| Your task |
Search the records for the string "light". Copy each line where it occurs.

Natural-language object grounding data
****************************************

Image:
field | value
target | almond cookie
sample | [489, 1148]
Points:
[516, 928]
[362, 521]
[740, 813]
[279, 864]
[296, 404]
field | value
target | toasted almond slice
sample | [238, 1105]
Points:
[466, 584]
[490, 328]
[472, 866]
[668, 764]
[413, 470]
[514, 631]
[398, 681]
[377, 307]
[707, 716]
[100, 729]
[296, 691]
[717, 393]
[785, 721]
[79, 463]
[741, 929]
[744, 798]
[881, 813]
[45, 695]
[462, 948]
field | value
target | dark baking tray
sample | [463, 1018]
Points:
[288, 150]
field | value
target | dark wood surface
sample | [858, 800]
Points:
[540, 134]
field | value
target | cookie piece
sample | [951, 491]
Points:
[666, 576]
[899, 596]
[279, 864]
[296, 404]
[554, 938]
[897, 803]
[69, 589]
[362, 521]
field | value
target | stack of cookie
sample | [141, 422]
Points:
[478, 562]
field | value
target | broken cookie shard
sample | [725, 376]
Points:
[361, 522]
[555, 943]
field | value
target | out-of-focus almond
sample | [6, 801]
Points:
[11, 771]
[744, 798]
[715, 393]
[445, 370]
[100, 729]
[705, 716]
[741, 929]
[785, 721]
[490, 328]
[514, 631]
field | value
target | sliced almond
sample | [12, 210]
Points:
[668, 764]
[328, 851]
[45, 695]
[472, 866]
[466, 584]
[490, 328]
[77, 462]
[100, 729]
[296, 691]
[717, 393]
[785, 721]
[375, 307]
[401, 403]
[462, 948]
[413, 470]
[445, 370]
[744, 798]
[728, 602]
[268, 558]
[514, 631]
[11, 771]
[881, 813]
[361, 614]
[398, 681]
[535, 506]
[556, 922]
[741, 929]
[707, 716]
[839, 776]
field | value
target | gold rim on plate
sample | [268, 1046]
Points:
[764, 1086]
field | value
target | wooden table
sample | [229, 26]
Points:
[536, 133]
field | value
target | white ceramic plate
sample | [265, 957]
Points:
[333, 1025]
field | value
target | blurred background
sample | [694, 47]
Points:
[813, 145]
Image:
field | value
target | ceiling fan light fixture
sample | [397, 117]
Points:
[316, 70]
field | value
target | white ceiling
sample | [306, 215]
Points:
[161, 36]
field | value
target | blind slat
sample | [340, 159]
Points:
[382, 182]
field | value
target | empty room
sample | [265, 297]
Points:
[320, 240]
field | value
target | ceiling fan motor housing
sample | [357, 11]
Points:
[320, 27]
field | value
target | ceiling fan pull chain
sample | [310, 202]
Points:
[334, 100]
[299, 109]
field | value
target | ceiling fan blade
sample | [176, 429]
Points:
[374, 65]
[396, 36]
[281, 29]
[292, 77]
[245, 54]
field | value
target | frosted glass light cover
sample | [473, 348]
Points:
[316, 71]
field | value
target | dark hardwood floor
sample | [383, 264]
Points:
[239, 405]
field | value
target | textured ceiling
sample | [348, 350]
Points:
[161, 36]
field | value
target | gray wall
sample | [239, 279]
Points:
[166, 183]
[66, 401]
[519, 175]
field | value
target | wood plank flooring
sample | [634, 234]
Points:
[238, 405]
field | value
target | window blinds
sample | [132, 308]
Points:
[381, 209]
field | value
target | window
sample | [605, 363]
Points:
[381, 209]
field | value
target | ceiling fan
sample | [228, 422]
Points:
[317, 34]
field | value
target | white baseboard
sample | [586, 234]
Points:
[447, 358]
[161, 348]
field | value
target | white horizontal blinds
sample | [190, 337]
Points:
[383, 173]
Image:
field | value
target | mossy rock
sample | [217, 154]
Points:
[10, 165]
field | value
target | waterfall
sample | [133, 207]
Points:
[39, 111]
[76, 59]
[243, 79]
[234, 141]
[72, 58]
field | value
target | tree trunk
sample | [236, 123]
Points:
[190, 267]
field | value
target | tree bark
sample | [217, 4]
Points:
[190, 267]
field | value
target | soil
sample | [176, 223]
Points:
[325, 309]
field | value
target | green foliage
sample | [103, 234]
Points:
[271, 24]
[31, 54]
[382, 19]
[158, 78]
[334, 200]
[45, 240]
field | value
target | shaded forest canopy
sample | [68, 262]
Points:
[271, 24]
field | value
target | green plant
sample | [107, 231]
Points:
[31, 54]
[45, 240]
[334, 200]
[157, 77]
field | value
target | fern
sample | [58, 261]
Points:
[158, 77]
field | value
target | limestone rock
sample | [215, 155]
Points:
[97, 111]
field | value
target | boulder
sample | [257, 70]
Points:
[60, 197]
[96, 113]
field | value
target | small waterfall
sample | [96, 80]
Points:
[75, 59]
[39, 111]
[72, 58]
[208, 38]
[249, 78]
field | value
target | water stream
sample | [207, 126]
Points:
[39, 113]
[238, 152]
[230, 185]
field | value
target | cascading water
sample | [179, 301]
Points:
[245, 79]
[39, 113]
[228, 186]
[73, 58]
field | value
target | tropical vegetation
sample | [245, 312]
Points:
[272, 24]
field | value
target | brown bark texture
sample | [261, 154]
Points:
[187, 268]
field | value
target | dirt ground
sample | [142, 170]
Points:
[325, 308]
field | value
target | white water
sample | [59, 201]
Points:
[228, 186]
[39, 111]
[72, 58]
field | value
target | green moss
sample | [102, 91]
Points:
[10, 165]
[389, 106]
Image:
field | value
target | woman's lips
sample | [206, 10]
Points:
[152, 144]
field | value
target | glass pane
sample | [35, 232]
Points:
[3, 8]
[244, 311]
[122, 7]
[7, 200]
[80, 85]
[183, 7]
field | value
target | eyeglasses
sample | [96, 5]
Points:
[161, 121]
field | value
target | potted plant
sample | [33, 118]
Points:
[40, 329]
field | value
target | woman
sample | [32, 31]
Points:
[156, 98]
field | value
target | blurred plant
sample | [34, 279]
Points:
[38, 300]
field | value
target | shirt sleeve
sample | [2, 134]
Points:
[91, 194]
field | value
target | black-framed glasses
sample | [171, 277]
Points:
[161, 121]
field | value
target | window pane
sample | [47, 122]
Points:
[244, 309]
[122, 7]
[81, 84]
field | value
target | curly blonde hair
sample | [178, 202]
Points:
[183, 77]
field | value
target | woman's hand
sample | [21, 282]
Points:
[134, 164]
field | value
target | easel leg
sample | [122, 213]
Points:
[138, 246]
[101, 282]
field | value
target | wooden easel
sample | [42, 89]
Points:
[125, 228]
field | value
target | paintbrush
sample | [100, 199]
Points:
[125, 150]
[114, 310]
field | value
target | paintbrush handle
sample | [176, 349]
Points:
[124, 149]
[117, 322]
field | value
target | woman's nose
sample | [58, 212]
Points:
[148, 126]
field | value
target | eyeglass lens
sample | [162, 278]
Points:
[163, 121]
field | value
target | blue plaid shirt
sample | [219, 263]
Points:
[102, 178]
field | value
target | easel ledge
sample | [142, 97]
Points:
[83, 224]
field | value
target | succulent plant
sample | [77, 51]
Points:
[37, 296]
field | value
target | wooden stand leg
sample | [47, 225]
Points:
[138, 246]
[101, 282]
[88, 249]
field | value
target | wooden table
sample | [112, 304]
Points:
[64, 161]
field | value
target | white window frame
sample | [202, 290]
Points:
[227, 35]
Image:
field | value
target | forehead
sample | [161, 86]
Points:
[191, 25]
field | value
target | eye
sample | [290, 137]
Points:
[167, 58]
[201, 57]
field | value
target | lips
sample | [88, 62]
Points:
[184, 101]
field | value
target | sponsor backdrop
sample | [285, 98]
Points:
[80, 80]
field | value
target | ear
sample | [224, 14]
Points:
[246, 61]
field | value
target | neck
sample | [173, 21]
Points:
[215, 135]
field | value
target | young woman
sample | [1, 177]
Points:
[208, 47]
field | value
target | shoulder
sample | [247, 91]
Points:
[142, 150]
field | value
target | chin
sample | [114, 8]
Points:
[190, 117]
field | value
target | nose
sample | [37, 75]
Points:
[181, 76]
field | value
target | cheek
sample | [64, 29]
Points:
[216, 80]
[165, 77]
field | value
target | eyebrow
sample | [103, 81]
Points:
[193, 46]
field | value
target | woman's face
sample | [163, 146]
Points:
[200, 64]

****************************************

| Answer space |
target | ceiling fan light fixture
target | frosted glass light cover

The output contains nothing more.